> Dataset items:
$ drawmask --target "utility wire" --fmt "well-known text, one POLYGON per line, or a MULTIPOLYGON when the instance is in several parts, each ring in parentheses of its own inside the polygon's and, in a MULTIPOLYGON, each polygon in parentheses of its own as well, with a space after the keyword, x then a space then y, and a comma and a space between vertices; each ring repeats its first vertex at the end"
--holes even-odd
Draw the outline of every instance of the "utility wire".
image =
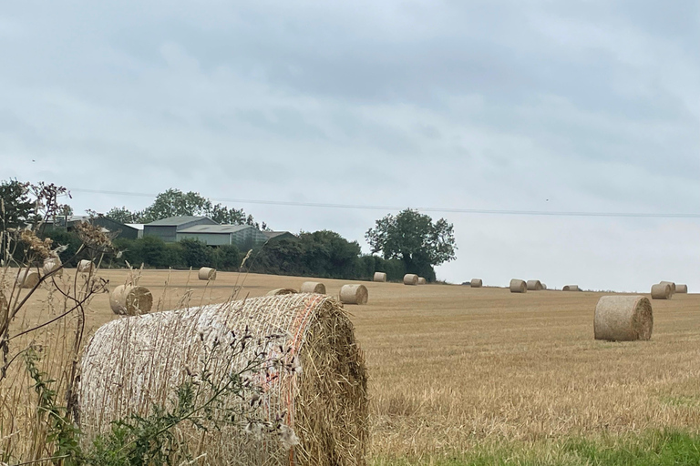
MULTIPOLYGON (((132 196, 138 198, 156 198, 157 194, 135 193, 126 191, 106 191, 100 189, 84 189, 82 187, 68 188, 70 192, 111 194, 117 196, 132 196)), ((324 208, 354 208, 365 210, 403 210, 406 207, 396 206, 372 206, 360 204, 327 204, 317 202, 293 202, 281 200, 260 199, 232 199, 226 198, 210 198, 216 202, 233 202, 237 204, 260 204, 265 206, 286 206, 324 208)), ((644 213, 644 212, 576 212, 576 211, 548 211, 548 210, 510 210, 510 209, 481 209, 481 208, 413 208, 423 212, 451 213, 451 214, 485 214, 485 215, 520 215, 520 216, 546 216, 546 217, 618 217, 638 218, 700 218, 700 214, 677 214, 677 213, 644 213)))

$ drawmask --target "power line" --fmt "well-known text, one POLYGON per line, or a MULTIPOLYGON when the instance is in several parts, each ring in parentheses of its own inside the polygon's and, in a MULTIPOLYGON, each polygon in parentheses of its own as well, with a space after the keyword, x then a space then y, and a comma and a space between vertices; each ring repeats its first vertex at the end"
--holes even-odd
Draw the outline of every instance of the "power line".
MULTIPOLYGON (((155 198, 157 194, 135 193, 127 191, 107 191, 100 189, 84 189, 82 187, 68 188, 71 192, 91 194, 112 194, 117 196, 132 196, 138 198, 155 198)), ((365 210, 403 210, 406 207, 396 206, 373 206, 361 204, 328 204, 318 202, 293 202, 281 200, 260 199, 232 199, 226 198, 210 198, 216 202, 233 202, 236 204, 260 204, 265 206, 304 207, 323 208, 352 208, 365 210)), ((520 216, 543 216, 543 217, 617 217, 637 218, 700 218, 700 214, 675 214, 675 213, 644 213, 644 212, 576 212, 576 211, 547 211, 547 210, 511 210, 511 209, 482 209, 482 208, 451 208, 416 207, 423 212, 450 213, 450 214, 483 214, 483 215, 520 215, 520 216)))

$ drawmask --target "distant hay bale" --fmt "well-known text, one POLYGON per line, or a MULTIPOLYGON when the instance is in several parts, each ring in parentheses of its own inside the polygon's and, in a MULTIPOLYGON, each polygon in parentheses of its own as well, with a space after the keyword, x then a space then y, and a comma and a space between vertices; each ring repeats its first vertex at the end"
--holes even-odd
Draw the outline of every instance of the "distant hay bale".
POLYGON ((511 293, 524 293, 528 290, 528 284, 524 280, 513 279, 510 280, 510 288, 511 293))
POLYGON ((660 284, 669 285, 671 287, 671 296, 675 294, 675 283, 673 281, 660 281, 660 284))
POLYGON ((278 288, 277 289, 268 291, 265 293, 265 296, 294 295, 296 292, 296 289, 293 288, 278 288))
POLYGON ((367 287, 365 285, 343 285, 340 302, 343 304, 367 304, 367 287))
POLYGON ((325 285, 318 281, 304 281, 302 283, 302 288, 299 289, 300 293, 318 293, 320 295, 325 294, 325 285))
POLYGON ((386 274, 385 272, 375 272, 375 276, 372 278, 372 281, 386 281, 386 274))
POLYGON ((643 296, 602 296, 595 307, 595 339, 632 341, 652 338, 652 303, 643 296))
POLYGON ((149 289, 133 285, 119 285, 109 293, 112 312, 122 316, 137 316, 150 312, 153 295, 149 289))
POLYGON ((61 259, 57 257, 51 257, 44 259, 44 267, 41 268, 42 275, 48 275, 51 272, 52 277, 63 277, 63 268, 61 267, 61 259))
POLYGON ((36 270, 20 268, 17 272, 16 283, 19 288, 34 288, 39 283, 39 273, 36 270))
MULTIPOLYGON (((210 414, 230 419, 226 410, 241 410, 272 425, 279 420, 293 429, 299 444, 287 450, 267 429, 250 434, 245 416, 237 416, 241 420, 221 430, 202 420, 206 435, 188 423, 172 429, 183 443, 181 456, 206 455, 206 464, 365 465, 369 420, 363 354, 343 306, 318 294, 252 298, 103 325, 81 360, 77 396, 85 441, 129 414, 171 409, 175 390, 190 380, 188 373, 201 373, 204 361, 214 361, 208 380, 218 382, 261 353, 269 355, 263 362, 276 355, 300 370, 271 365, 251 374, 247 383, 259 390, 257 403, 250 391, 242 400, 224 393, 210 414), (252 338, 241 352, 236 341, 246 332, 252 338)), ((206 400, 211 389, 201 384, 197 390, 197 400, 206 400)))
POLYGON ((670 299, 674 296, 671 285, 657 283, 652 286, 652 299, 670 299))
POLYGON ((201 280, 213 281, 216 279, 216 268, 211 268, 211 267, 202 267, 197 273, 197 277, 199 277, 201 280))
POLYGON ((404 285, 417 285, 418 276, 415 273, 407 273, 404 275, 404 285))
POLYGON ((92 260, 82 259, 76 268, 80 273, 90 273, 95 269, 95 263, 92 260))

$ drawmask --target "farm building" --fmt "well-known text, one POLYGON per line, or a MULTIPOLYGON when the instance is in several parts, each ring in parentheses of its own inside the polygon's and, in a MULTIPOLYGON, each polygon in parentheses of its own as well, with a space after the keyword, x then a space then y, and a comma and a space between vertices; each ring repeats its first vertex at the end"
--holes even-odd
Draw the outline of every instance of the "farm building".
POLYGON ((169 217, 143 226, 143 236, 158 237, 166 243, 178 240, 178 233, 197 225, 219 225, 208 217, 169 217))
POLYGON ((177 240, 199 239, 209 246, 232 244, 247 249, 267 241, 267 237, 251 225, 194 225, 178 230, 177 240))
POLYGON ((139 230, 137 228, 101 215, 98 217, 87 215, 57 216, 55 219, 46 221, 46 228, 73 231, 76 224, 80 222, 90 222, 93 225, 101 227, 104 231, 113 233, 115 235, 114 238, 136 239, 139 237, 139 230))

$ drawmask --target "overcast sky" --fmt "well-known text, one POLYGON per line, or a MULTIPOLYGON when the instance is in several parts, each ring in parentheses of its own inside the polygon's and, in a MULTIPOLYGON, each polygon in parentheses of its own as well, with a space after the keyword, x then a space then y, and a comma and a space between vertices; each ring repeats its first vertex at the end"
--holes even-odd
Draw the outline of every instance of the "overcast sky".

> Task details:
Pick out every line in the listing above that contains the string "wire", and copy each one. Case counts.

> Completed task:
$ drawmask --target "utility wire" --fmt "well-known text, one POLYGON per line, or a MULTIPOLYGON when the instance is in several parts, each ring in parentheses of its own inside the polygon's and, in a MULTIPOLYGON, each polygon in parentheses of its own as well, with a space after the keyword, x then a space then y, and a comma and a space between vertices; each ring repeats its first vertex at the end"
Draw the outline of every instance of the "utility wire".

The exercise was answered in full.